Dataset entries
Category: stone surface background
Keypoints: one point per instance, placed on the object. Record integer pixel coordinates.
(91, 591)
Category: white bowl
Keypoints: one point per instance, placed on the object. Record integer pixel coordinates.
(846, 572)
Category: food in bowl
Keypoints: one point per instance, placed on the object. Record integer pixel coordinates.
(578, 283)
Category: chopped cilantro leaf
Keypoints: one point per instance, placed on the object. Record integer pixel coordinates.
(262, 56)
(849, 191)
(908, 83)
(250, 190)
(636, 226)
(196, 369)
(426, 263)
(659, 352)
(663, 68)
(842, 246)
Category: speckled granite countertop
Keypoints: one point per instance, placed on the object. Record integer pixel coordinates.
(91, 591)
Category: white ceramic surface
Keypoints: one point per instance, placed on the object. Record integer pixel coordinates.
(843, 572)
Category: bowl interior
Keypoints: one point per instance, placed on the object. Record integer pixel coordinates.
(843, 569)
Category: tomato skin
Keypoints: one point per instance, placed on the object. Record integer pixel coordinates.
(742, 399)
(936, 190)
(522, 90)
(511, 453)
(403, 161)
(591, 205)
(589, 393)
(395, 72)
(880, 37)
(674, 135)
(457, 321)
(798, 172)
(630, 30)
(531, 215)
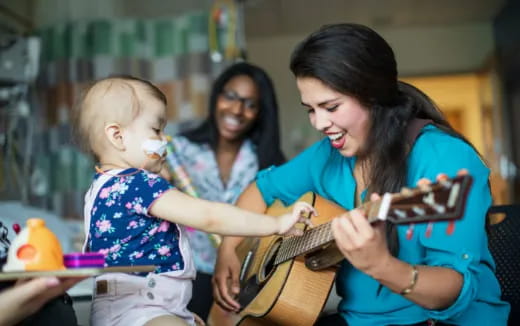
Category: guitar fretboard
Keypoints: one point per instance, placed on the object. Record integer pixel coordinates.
(316, 237)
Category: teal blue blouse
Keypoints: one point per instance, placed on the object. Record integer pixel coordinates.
(323, 170)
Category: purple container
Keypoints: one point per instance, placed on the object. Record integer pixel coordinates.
(84, 260)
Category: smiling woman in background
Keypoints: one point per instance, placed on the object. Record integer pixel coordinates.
(223, 155)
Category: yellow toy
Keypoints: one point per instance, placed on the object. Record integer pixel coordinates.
(35, 248)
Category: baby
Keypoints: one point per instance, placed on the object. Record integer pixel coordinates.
(134, 217)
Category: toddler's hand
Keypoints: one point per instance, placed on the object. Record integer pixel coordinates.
(299, 214)
(198, 320)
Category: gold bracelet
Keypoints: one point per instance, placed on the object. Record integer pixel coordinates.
(415, 275)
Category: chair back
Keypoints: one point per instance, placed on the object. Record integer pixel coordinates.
(504, 244)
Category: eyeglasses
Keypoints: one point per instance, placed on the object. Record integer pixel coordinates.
(232, 96)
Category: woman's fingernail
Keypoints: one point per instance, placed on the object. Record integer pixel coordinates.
(52, 281)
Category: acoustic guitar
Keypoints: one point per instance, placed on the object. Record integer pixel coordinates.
(287, 280)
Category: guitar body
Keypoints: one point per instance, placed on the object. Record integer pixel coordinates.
(289, 293)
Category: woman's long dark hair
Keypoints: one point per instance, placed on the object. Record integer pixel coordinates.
(354, 60)
(265, 132)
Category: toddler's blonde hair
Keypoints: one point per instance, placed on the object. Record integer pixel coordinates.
(110, 100)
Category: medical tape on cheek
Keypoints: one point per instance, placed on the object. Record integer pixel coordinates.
(154, 148)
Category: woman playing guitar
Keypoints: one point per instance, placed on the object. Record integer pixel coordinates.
(391, 275)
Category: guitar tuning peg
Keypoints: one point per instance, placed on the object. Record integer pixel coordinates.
(406, 191)
(451, 228)
(429, 229)
(409, 232)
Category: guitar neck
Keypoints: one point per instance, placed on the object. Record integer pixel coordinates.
(317, 237)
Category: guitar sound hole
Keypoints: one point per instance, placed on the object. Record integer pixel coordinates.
(248, 291)
(250, 288)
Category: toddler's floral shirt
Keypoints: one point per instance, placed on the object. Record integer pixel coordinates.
(123, 230)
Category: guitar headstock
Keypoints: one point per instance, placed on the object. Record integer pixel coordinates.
(444, 200)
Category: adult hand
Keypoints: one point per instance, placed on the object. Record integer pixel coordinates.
(28, 296)
(226, 278)
(363, 245)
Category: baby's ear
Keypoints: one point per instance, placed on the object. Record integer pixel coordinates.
(115, 136)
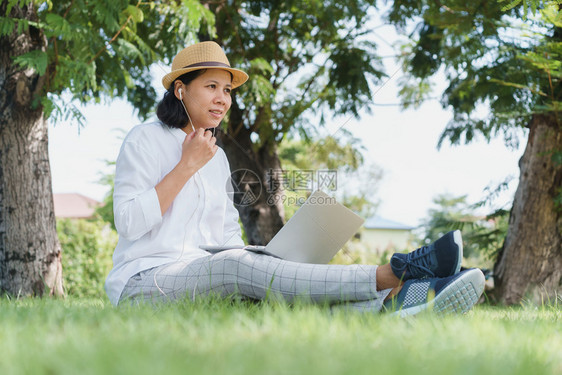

§ **WORK TASK**: Starting with the line that holds "Category: medical tape on cheek" and ending with the line that holds "Category: guitar tuning peg", retype every line in the data above exactly, and nothing else.

§ **EXPECTED ANSWER**:
Category: medical tape on cheek
Keypoints: one point per instance, placed on the object. Record integer pixel coordinates.
(154, 148)
Category: woman playing guitar
Keypoints: one point per instance, placed on the object. Record integer pixel coordinates.
(391, 275)
Category: guitar tuning peg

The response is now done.